▶ [Text excerpt]:

╔══

Re: Replacement for DefaultAnalyzer

Posted by Lewis John Mcgibbney <le...@gmail.com>.
Hi Suneel,

On Sat, May 9, 2015 at 11:21 AM, Suneel Marthi <sm...@apache.org> wrote:

> Mahout 0.9 and 0.10.0 are using Lucene 4.6.1. There's been a change in the
> TokenStream workflow in Lucene post-Lucene 4.5.
>

Yes I know that after looking into the codebase. Thanks for clarifying!


>
> What exactly are u trying to do and where is it u r stuck now? It would
> help if u posted a code snippet or something.
>
>
In particular I am working on the following implementation [0] which uses
the following code

TokenStream stream = analyzer.reusableTokenStream(key.toString(), new
StringReader(sContent.toString()));

Of note here is that the analyzer object is instantiated as of type
DefaultAnalyzer [1]. It is further noted that the analyzer.reusableTokenStream
API is deprecated as you've noted so I am just wondering what the suggested
API semantics are in order to achieve the desired upgrade.
Thanks in advance again for any input.
Lewis

[0]
https://github.com/DigitalPebble/behemoth/blob/master/mahout/src/main/java/com/digitalpebble/behemoth/mahout/LuceneTokenizerMapper.java#L52-L53
[1]
http://svn.apache.org/repos/asf/mahout/tags/mahout-0.7/core/src/main/java/org/apache/mahout/vectorizer/DefaultAnalyzer.java

Re: Replacement for DefaultAnalyzer

Posted by Suneel Marthi <sm...@apache.org>.
Mahout 0.9 and 0.10.0 are using Lucene 4.6.1. There's been a change in the
TokenStream workflow in Lucene post-Lucene 4.5.

What exactly are u trying to do and where is it u r stuck now? It would
help if u posted a code snippet or something.

On Sat, May 9, 2015 at 10:51 AM, Lewis John Mcgibbney <
lewis.mcgibbney@gmail.com> wrote:

> Hi Suneel,
> Yes this is true. It was dropped exactly due to the Lucene upgrade.
> I'm still working on understanding what to use as the underlying Analyzer
> interface from Lucene also dropped the Definition of reusableTokenStream
> method call!
> Is there any other advice to hand with what to suggest is suitable for
> making the upgrade.

╚══

▶ [Given records]:
╔══

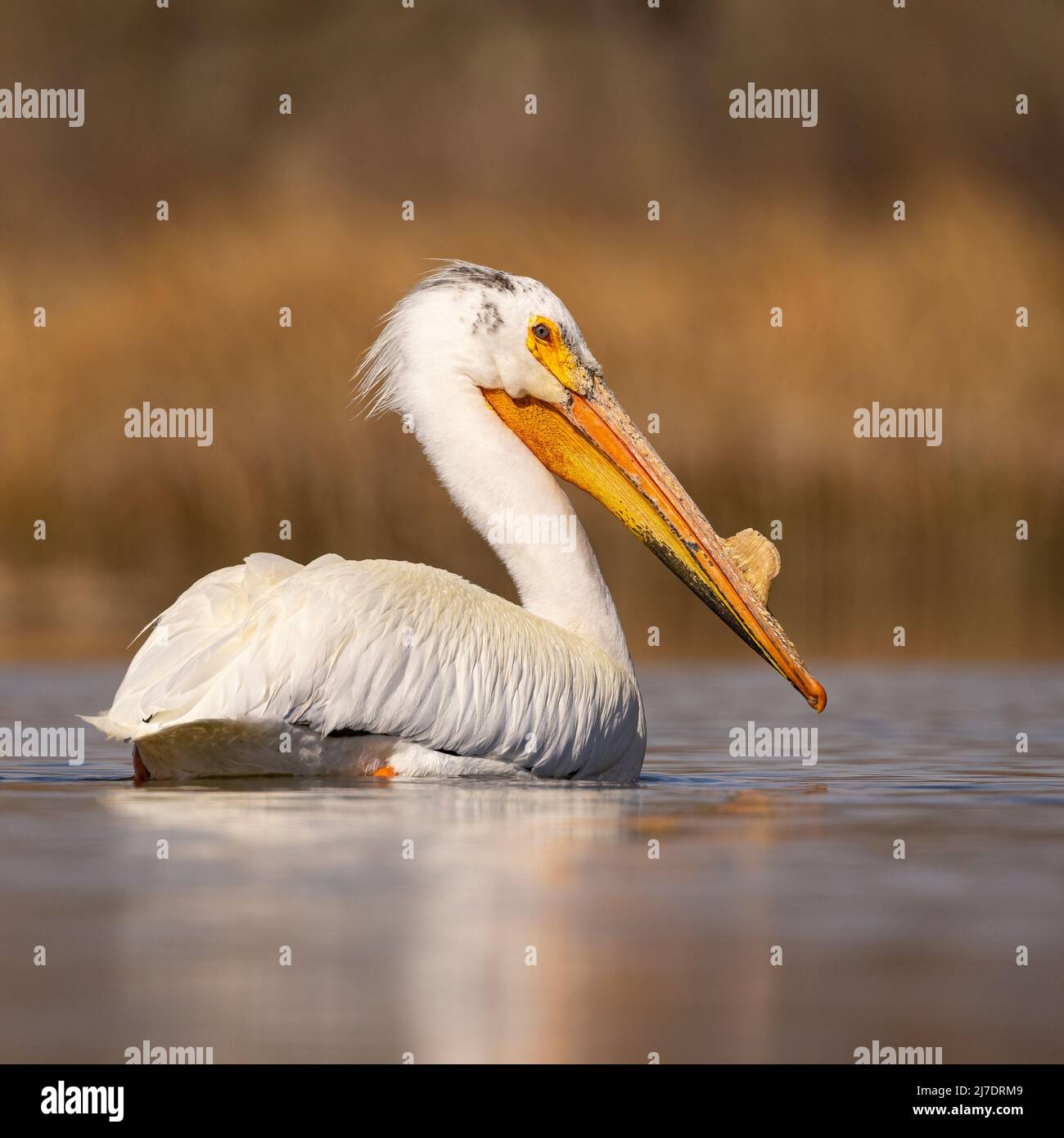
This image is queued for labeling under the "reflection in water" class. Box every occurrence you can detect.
[0,667,1064,1063]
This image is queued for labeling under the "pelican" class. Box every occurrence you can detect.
[85,260,826,783]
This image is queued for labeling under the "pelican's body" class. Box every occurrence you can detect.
[91,262,824,782]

╚══

In the thread about replacing DefaultAnalyzer, which Lucene version do Mahout 0.9 and 0.10.0 use?

Lucene 4.6.1